» **Given records**:

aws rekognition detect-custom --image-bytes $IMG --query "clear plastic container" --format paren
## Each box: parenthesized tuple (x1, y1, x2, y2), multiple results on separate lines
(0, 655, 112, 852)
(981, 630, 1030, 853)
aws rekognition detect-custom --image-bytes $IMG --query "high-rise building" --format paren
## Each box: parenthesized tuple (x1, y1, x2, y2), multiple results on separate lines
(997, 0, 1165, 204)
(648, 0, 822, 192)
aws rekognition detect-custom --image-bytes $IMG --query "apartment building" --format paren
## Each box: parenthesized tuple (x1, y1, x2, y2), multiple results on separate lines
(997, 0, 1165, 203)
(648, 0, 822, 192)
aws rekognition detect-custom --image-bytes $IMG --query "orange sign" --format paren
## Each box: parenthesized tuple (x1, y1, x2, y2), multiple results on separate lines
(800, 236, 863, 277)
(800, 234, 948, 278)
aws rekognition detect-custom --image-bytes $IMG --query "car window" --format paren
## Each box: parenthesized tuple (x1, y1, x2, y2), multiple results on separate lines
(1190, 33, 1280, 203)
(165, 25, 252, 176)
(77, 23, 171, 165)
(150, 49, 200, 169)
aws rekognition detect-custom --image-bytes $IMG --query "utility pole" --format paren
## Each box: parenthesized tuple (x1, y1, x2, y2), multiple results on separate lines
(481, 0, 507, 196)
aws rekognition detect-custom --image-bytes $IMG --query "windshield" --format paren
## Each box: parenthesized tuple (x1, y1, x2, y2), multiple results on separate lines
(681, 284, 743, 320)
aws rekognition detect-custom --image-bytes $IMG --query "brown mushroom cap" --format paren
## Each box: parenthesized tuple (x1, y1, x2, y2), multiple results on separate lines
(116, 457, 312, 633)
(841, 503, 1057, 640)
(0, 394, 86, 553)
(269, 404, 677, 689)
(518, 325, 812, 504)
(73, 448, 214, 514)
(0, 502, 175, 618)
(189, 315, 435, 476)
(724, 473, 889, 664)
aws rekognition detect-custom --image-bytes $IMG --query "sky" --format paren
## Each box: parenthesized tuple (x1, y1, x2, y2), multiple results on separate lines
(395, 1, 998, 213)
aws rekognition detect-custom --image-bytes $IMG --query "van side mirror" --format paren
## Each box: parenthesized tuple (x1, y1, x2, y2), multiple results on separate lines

» **Task to complete**: All of the records above should be transcribed exactly.

» **Result**:
aws rekognition detect-custom --image-bytes $IMG --query "clear plastic container" --format paren
## Each box: parenthesized tuple (x1, y1, x2, y2), multiple results on separate lines
(0, 655, 112, 852)
(981, 630, 1030, 853)
aws rekognition detect-custom --image-bytes $IMG --query "high-rise building" --format paren
## Each box: parenthesized tuple (x1, y1, x2, y2), multiple results on separate lines
(997, 0, 1165, 204)
(648, 0, 822, 192)
aws rekognition detect-custom --image-bytes $IMG --query "apartment building" --format paren
## Each box: parenthesized tuple (x1, y1, x2, y2), multiple results on separate lines
(997, 0, 1165, 203)
(648, 0, 822, 192)
aws rekognition detect-custom --image-bytes $IMG --query "orange sign" --format paren
## Each box: parenthesized tuple (x1, y1, x2, y2), multiple results on separate lines
(800, 236, 863, 277)
(800, 234, 948, 278)
aws rekognition detect-custom --image-bytes $IMG --query "car window" --format paren
## Each box: parenthesized tuple (x1, y1, x2, y2), multiple results on separate lines
(1190, 33, 1280, 203)
(165, 25, 252, 176)
(77, 23, 171, 165)
(150, 49, 200, 169)
aws rekognition detect-custom --image-bytes $IMG --query "utility pole" --format paren
## Each box: parenthesized tuple (x1, y1, x2, y2), multiple results on separate lines
(481, 0, 507, 196)
aws rekognition detect-custom --image-bytes $IMG --query "windshield" --format paren
## Each box: parenthesized tuple (x1, y1, x2, y2), multiple results on separate lines
(681, 284, 743, 320)
aws rekognition detect-custom --image-bytes $IMG --query "brown mushroom cap" --format paren
## Each box: parenthesized tuple (x1, y1, x2, y2), multiple results on separate lines
(116, 457, 312, 633)
(841, 503, 1057, 640)
(0, 394, 86, 553)
(269, 404, 677, 689)
(518, 325, 812, 504)
(73, 448, 214, 514)
(0, 502, 175, 618)
(189, 315, 435, 476)
(724, 473, 889, 664)
aws rekognition detect-custom --image-bytes $IMG --query "sky" --format paren
## Each box: parenthesized tuple (x1, y1, x2, y2), multiple results on separate lines
(395, 1, 998, 213)
aws rekognition detect-custom --image-bytes $IMG --query "van side mirror" --format paren
## Each box: parenthesized tuple (x1, y1, x2, y2), multiple results on separate lines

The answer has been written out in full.